[Region pointing data]
>>>

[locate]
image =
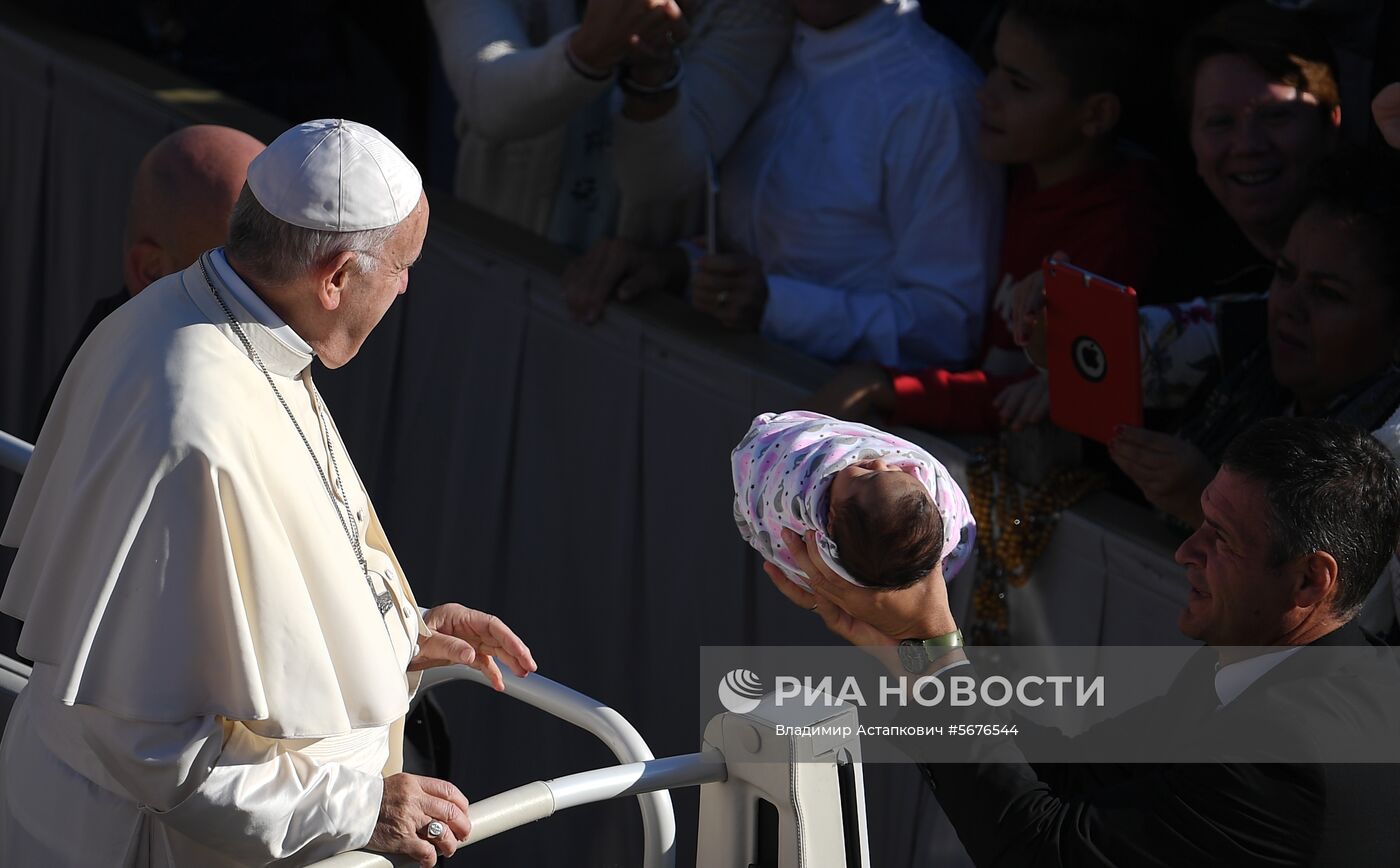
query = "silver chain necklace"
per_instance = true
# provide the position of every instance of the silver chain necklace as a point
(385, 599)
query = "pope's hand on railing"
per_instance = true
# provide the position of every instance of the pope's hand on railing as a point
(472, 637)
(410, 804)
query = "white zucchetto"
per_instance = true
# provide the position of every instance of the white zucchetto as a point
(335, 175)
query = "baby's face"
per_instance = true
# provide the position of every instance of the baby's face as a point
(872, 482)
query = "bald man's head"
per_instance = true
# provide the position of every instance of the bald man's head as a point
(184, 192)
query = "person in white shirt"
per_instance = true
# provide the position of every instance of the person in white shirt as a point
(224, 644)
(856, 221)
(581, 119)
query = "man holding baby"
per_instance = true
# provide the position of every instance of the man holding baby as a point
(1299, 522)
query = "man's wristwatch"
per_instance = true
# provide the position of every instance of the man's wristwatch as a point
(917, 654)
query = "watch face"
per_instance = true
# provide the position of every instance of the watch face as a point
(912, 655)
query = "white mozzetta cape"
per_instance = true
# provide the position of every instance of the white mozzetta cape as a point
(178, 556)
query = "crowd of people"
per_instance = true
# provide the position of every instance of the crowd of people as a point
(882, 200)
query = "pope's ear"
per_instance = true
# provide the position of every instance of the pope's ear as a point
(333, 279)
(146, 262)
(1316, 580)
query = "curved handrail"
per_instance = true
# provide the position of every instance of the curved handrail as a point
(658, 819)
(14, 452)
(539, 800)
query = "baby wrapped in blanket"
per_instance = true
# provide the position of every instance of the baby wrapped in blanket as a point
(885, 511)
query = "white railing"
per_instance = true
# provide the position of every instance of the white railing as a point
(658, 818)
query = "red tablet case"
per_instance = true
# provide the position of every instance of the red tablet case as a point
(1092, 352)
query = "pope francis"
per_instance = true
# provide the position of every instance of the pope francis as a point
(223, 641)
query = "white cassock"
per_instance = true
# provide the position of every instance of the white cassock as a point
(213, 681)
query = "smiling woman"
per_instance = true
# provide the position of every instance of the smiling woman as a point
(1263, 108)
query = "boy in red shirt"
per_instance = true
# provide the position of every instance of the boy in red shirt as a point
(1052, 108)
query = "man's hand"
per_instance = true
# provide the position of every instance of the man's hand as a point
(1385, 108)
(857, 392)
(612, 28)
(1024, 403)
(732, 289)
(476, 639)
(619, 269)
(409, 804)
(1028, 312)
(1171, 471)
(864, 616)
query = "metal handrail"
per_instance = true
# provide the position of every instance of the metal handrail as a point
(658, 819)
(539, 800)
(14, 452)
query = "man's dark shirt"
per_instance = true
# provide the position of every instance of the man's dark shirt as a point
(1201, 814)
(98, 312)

<<<

» Exercise objective: With the images excluded, reproduce the data above precisely as written.

» Result of the exercise:
[locate]
image =
query = "silver chain necklace"
per_instance = true
# provide the position of every instance of the silver chain necklace as a point
(385, 599)
query = "pope's hand on railing"
per_instance = true
# provide the position of every instance of the pope's hand on railing as a point
(472, 637)
(410, 804)
query = "white zucchetto"
per_instance = true
# provide the position of every instance of the white zucchetto as a point
(335, 175)
query = "baby's face"
per_instance = true
# provide the position of every instance of the baby's face as a point
(872, 482)
query = "bald man's head"
per_instance = true
# provide the position of every instance of the bald man's head as a point
(184, 192)
query = "person in white shirt"
per_instance = true
# provide the position of every instance of the person in white shirt as a point
(224, 644)
(856, 221)
(581, 119)
query = "man holding baby"
per_instance = true
# provide the position of every instance of the man holding baby as a point
(1299, 522)
query = "man's wristwatch"
per_instance = true
# provide the position of every instance of the man's wristwatch as a point
(917, 654)
query = "watch face"
per_instance = true
# provide the position of every instance of the watch face as a point
(912, 655)
query = "white mozzetta cape"
per_instance = true
# provide the position of every instance of the white mozzetta cape as a point
(178, 556)
query = "crowd of people"
per_instance = true
# provide the position of every instance of the crowd of people as a point
(882, 200)
query = "pope's ear"
per_instance = true
# provide the position of every instance of the pope's ear as a point
(333, 279)
(146, 262)
(1316, 580)
query = "curved handrail"
per_instance = true
# provide the position of every instance of the curved handrail as a point
(658, 819)
(14, 452)
(539, 800)
query = "baby wrapped in blanket"
per_instance = true
# provide the position of every instance of the baby wrapped in blanket as a point
(885, 511)
query = "white railing"
per_instance = true
# provide the position of every instance of the white railing as a point
(658, 818)
query = "red tablet case"
per_instance = true
# provide the position of every instance of the red tablet case as a point
(1092, 352)
query = "pope francis"
per_instance = true
# provide the position of every instance of the pope francis as a point
(223, 641)
query = "white cassock"
per_instance = true
# provide the position of every instance of the white cassock as a point
(213, 681)
query = "smiling woman"
per_instance = true
# provide the position of every instance of the smiling woman as a point
(1263, 108)
query = "boy in red shirt"
per_instance = true
# provide the position of every instance of the boy in red shirt as a point
(1052, 108)
query = "man's hand"
per_instance = true
# provide the position of every instance of the man's hand as a point
(1385, 108)
(857, 392)
(612, 28)
(1024, 403)
(732, 289)
(476, 639)
(619, 269)
(409, 804)
(1028, 312)
(1171, 471)
(864, 616)
query = "metal handrail"
per_instance = true
# provide the position of every instance of the metal handrail as a point
(658, 819)
(539, 800)
(14, 452)
query = "man's dark shirt"
per_instance = true
# provide the position of every instance of the man's dark shirt as a point
(1201, 814)
(98, 312)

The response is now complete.